▸ EXTRACTED DATA
-----

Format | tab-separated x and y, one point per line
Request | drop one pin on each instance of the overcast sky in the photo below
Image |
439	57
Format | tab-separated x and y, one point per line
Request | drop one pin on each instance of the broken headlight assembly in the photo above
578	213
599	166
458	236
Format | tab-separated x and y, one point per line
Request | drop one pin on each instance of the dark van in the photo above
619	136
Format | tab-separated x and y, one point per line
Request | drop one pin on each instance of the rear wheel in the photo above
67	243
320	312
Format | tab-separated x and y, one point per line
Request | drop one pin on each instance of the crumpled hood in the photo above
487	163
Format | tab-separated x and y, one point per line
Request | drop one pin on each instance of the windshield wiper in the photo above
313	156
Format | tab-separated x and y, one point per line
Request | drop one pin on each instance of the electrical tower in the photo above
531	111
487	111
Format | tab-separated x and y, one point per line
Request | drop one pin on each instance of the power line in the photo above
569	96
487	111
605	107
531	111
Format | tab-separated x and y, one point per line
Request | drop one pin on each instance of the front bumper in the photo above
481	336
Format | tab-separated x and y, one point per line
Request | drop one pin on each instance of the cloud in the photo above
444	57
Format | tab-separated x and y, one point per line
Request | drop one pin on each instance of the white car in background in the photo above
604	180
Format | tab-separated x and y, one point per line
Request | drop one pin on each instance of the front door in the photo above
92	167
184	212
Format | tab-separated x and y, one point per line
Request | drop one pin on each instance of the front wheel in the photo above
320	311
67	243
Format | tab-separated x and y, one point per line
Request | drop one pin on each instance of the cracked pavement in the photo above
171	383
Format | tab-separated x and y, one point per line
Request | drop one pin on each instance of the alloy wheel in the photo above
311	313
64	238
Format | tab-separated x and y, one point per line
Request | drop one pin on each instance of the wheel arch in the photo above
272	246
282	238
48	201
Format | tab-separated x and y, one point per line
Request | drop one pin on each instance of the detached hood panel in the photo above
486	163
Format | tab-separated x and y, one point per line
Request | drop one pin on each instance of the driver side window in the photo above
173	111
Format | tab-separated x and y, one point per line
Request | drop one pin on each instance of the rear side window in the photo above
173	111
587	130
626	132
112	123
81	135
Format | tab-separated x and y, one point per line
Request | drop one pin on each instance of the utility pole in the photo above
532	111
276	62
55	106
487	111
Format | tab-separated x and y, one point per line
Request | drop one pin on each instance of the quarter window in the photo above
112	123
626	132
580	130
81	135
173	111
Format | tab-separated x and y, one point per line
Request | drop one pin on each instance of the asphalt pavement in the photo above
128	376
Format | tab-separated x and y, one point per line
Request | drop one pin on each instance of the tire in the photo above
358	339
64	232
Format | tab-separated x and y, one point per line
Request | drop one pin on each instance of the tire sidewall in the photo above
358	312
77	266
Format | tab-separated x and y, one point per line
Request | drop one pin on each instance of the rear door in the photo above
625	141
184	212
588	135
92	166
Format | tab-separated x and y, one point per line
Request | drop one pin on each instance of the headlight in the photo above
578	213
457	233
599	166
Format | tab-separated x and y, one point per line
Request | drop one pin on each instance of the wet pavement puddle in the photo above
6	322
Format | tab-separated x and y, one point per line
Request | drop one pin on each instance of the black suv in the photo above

-----

▸ WHAT YOU NEED TO DO
Every record above is to be copied out again exactly as written.

▸ ANSWER BELOW
Format | tab-separated x and y, one point per line
Request | drop one pin on each instance of the overcast sky in the photo below
Image |
439	57
Format | tab-separated x and y, one point per line
Request | drop one pin on each instance of the broken headlight assembly in the photo above
578	213
599	166
458	236
Format | tab-separated x and y, one point per line
Request | drop one pin on each instance of the dark van in the photo above
619	136
Format | tab-separated x and y, one point per line
Request | drop one pin on each instance of the rear wheel in the photo above
67	243
320	312
Format | tab-separated x and y, one point per line
Request | drop one pin on each instance of the crumpled hood in the photo above
487	163
Format | tab-separated x and y, one point per line
Request | drop one pin on each instance of the windshield wiper in the photo above
313	156
Format | tab-separated x and y, one point per line
Request | drop one pin on each instance of the electrical tower in the photo above
531	111
487	111
Format | tab-separated x and y, one point per line
Request | drop one pin on each instance of the power line in the photo above
569	96
487	111
605	107
531	111
Format | tab-separated x and y, one point per line
Request | drop one pin on each instance of the front bumper in the photo above
481	336
Format | tab-separated x and y, one point per line
Request | drop one pin on each instance of the cloud in the photo above
444	57
Format | tab-separated x and y, one point per line
Request | drop one pin on each instance of the white car in background in the photo above
604	180
Format | tab-separated x and y, one point per line
Request | drop one pin on each instance of the front door in the photo above
92	167
184	212
Format | tab-separated x and y, one point per line
Request | drop one pin on each instance of the front wheel in the photo above
320	311
67	243
Format | tab-separated x and y, one point per line
Request | drop one pin on each instance of the cracked pavement in the photo above
171	383
Format | tab-separated x and y, one point per line
Request | drop one pin on each instance of the alloy wheel in the photo above
311	313
64	238
Format | tab-separated x and y, one point per line
Request | drop one pin on each instance of the wheel arch in the photo above
272	246
282	238
48	201
Format | tab-separated x and y, one point per line
Request | drop one pin on each instance of the detached hood panel in the photo above
486	163
Format | tab-separated x and y, one point per line
Request | drop one pin on each instance of the driver side window in the photo above
173	111
Format | tab-separated x and y, one point per line
Request | drop one pin on each instance of the rear side window in the photo above
173	111
587	130
626	132
112	123
81	135
Format | tab-separated x and y, one point per line
Request | drop one pin on each instance of the utility pole in the photo above
532	111
276	62
55	106
487	111
Format | tab-separated x and y, one point per line
Request | drop one pin on each instance of the quarter window in the photo above
112	123
626	132
580	130
81	135
173	111
Format | tab-separated x and y, one point per line
Request | drop one pin on each instance of the asphalt pavement in the photo above
128	376
Format | tab-separated x and y, one point per line
Request | drop one pin on each instance of the tire in the photo above
358	339
64	232
Format | tab-separated x and y, one point per line
Request | drop one pin on each instance of the tire sidewall in the photo above
358	312
77	266
Format | tab-separated x and y, one point per line
Request | drop one pin on each instance of the rear door in the photo above
625	141
184	212
588	135
92	166
Format | tab-separated x and y, one point per line
Request | drop one pin on each instance of the headlight in the photo above
578	213
457	233
599	166
Format | tab-separated x and y, one point per line
Request | drop one pin on each instance of the wet pavement puddle in the photo above
6	322
Format | tab-separated x and y, one point per line
Request | drop one pin on each instance of the black suv in the photo above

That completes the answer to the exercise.